▶ **The request**
Go through the entries below and print each one exactly, leaving out pictures.

--- begin Task material ---

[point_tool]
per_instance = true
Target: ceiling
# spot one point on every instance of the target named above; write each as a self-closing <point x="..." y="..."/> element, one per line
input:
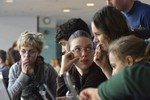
<point x="52" y="8"/>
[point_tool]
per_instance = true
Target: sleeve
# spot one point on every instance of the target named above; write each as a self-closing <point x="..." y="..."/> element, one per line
<point x="146" y="20"/>
<point x="61" y="86"/>
<point x="129" y="82"/>
<point x="51" y="81"/>
<point x="16" y="84"/>
<point x="98" y="75"/>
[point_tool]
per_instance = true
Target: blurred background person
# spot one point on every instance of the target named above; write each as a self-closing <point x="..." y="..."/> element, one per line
<point x="65" y="30"/>
<point x="55" y="65"/>
<point x="136" y="12"/>
<point x="14" y="51"/>
<point x="26" y="77"/>
<point x="3" y="67"/>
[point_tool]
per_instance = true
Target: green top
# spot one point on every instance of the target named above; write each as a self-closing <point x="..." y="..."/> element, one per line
<point x="130" y="81"/>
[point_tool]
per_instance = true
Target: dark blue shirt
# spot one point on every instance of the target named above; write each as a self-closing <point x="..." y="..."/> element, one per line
<point x="139" y="15"/>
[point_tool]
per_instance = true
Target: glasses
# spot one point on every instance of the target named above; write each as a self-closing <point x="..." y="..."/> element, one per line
<point x="29" y="53"/>
<point x="79" y="50"/>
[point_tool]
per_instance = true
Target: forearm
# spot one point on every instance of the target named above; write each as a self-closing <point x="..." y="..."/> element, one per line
<point x="107" y="71"/>
<point x="61" y="86"/>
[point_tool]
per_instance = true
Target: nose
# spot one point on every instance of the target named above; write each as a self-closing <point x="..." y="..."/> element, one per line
<point x="113" y="73"/>
<point x="95" y="40"/>
<point x="63" y="50"/>
<point x="108" y="2"/>
<point x="27" y="54"/>
<point x="83" y="52"/>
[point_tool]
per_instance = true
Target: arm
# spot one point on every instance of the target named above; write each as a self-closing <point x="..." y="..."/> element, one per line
<point x="146" y="21"/>
<point x="51" y="80"/>
<point x="101" y="59"/>
<point x="132" y="81"/>
<point x="67" y="60"/>
<point x="16" y="83"/>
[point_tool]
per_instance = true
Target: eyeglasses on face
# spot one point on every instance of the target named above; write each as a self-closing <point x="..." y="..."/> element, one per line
<point x="29" y="53"/>
<point x="80" y="50"/>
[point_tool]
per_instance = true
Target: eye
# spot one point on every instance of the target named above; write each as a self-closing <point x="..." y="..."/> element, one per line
<point x="89" y="49"/>
<point x="32" y="51"/>
<point x="23" y="51"/>
<point x="77" y="49"/>
<point x="62" y="43"/>
<point x="97" y="34"/>
<point x="113" y="66"/>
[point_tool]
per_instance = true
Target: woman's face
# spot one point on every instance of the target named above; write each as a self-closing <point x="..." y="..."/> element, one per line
<point x="116" y="63"/>
<point x="29" y="54"/>
<point x="99" y="37"/>
<point x="82" y="47"/>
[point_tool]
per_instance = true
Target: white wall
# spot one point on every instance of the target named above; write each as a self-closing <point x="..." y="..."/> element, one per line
<point x="11" y="27"/>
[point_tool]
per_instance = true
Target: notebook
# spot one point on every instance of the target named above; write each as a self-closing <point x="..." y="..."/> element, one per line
<point x="3" y="91"/>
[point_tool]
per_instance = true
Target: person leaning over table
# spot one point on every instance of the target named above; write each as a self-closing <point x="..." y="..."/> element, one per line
<point x="130" y="59"/>
<point x="78" y="61"/>
<point x="27" y="76"/>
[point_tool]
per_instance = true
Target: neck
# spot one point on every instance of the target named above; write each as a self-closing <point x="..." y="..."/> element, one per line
<point x="81" y="71"/>
<point x="129" y="6"/>
<point x="1" y="65"/>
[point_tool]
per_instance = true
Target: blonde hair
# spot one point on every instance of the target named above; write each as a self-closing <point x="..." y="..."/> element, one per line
<point x="129" y="45"/>
<point x="30" y="39"/>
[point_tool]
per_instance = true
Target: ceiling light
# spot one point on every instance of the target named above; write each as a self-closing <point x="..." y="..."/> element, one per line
<point x="9" y="1"/>
<point x="90" y="4"/>
<point x="66" y="10"/>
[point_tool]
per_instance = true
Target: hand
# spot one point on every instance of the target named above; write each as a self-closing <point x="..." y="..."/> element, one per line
<point x="26" y="68"/>
<point x="89" y="94"/>
<point x="67" y="60"/>
<point x="101" y="59"/>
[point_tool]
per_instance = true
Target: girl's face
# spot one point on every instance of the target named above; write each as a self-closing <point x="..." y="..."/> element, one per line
<point x="99" y="38"/>
<point x="29" y="54"/>
<point x="82" y="47"/>
<point x="116" y="63"/>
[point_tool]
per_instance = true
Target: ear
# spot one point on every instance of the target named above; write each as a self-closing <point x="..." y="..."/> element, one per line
<point x="129" y="60"/>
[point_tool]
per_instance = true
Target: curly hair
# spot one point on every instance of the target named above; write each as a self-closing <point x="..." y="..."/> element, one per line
<point x="30" y="39"/>
<point x="65" y="30"/>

--- end Task material ---

▶ **Result for this exercise**
[point_tool]
per_instance = true
Target: ceiling
# spot one point on every instance of the target named above; write each as a self-closing <point x="..." y="..."/> element, one per line
input:
<point x="52" y="8"/>
[point_tool]
per_instance = true
Target: sleeve
# spot one point on every instance of the target named above; write each as a self-closing <point x="..." y="..."/> element, one per line
<point x="146" y="20"/>
<point x="61" y="86"/>
<point x="129" y="82"/>
<point x="51" y="81"/>
<point x="16" y="84"/>
<point x="98" y="75"/>
[point_tool]
per_instance = true
Target: blurred background person
# spot one point on every instance of the target named above; write each as a self-closing <point x="..." y="..."/> element, one per line
<point x="65" y="30"/>
<point x="55" y="65"/>
<point x="136" y="12"/>
<point x="14" y="51"/>
<point x="26" y="77"/>
<point x="3" y="67"/>
[point_tool]
per_instance = true
Target: green top
# spot one point on every instance of the target named above; write each as a self-closing <point x="..." y="..."/> element, one per line
<point x="130" y="81"/>
[point_tool]
per_instance = true
Target: dark blue shirt
# spot one point on every instance of the target named above; write each as a self-closing <point x="..." y="..."/> element, one per line
<point x="139" y="15"/>
[point_tool]
per_instance = true
Target: glasses
# spot one point on every instance of the target named above; write each as a self-closing <point x="..." y="..."/> element, one per line
<point x="29" y="53"/>
<point x="79" y="50"/>
[point_tool]
per_instance = true
Target: forearm
# spot one point on every instance of the target named above; write each as a self-closing <point x="..." y="..."/> element, one per line
<point x="107" y="71"/>
<point x="61" y="86"/>
[point_tool]
per_instance = true
Target: nose
# spot one point on every instance of the target named above; write each as a self-closing <point x="..." y="..."/> element, one per line
<point x="113" y="73"/>
<point x="95" y="40"/>
<point x="63" y="50"/>
<point x="108" y="2"/>
<point x="27" y="54"/>
<point x="83" y="52"/>
[point_tool]
per_instance = true
Target: arm
# spot one point on every instance of the target named above; write each as a self-closing <point x="..." y="..."/> element, one per line
<point x="146" y="21"/>
<point x="51" y="80"/>
<point x="101" y="59"/>
<point x="132" y="81"/>
<point x="67" y="60"/>
<point x="16" y="83"/>
[point_tool]
per_instance = true
Target: eyeglasses on face
# spot one point on every instance of the target named above; write each as a self-closing <point x="..." y="..."/> element, one per line
<point x="29" y="53"/>
<point x="80" y="50"/>
[point_tool]
per_instance = true
Target: eye
# spot one point on every instance of the target named above; write each as a self-closing <point x="..." y="..."/> element, one per line
<point x="89" y="49"/>
<point x="32" y="51"/>
<point x="23" y="51"/>
<point x="77" y="49"/>
<point x="62" y="43"/>
<point x="97" y="34"/>
<point x="113" y="66"/>
[point_tool]
per_instance = true
Target: woman's face
# spot one point on every instance of the target named above; write each as a self-closing <point x="..." y="..."/> element, one per line
<point x="116" y="63"/>
<point x="29" y="54"/>
<point x="99" y="37"/>
<point x="82" y="47"/>
[point_tool]
per_instance = true
Target: white wall
# spot one point on every instance of the target named above; write each as a self-closing <point x="..." y="..."/> element, one per line
<point x="11" y="27"/>
[point_tool]
per_instance = true
Target: notebook
# spot one point on every instance of the target named above; write each as a self-closing <point x="..." y="..."/> element, one per line
<point x="3" y="91"/>
[point_tool]
per_instance = true
Target: person leaning over table
# spot one point on every instance of the target named above; write each as a self-closing <point x="..." y="..."/> element, one per line
<point x="130" y="59"/>
<point x="78" y="61"/>
<point x="27" y="76"/>
[point_tool]
per_instance = true
Target: neck
# spot one point on every instance of the target named above; write each as a self-closing <point x="..." y="..."/> element, one per line
<point x="81" y="71"/>
<point x="129" y="6"/>
<point x="1" y="65"/>
[point_tool]
per_instance = true
Target: blonde hair
# spot one point on every instance of the target named above; write each as a self-closing <point x="..." y="..."/> element, one per line
<point x="129" y="45"/>
<point x="30" y="39"/>
[point_tool]
per_instance = true
Target: ceiling light
# spot one point on every instance of the target named above; write each as a self-closing <point x="..." y="..."/> element, one per line
<point x="9" y="1"/>
<point x="90" y="4"/>
<point x="66" y="10"/>
[point_tool]
per_instance = true
Target: hand
# spot one point on every instance of the target named above; write each as a self-closing <point x="..." y="..."/> element, one per line
<point x="26" y="68"/>
<point x="89" y="94"/>
<point x="67" y="60"/>
<point x="101" y="59"/>
[point_tool]
per_instance = true
Target: girl's face
# spot one point on every instance of the target named above; write each as a self-closing <point x="..." y="..."/> element, one per line
<point x="99" y="38"/>
<point x="29" y="54"/>
<point x="82" y="47"/>
<point x="116" y="63"/>
[point_tool]
per_instance = true
Target: ear
# spot one point on every instance of the target named above; write each as a self-closing <point x="..." y="..."/> element, one per line
<point x="129" y="60"/>
[point_tool]
per_instance = true
Target: curly hair
# spot one point on every instance of the target named above; write each as a self-closing <point x="..." y="..."/> element, one per line
<point x="30" y="39"/>
<point x="65" y="30"/>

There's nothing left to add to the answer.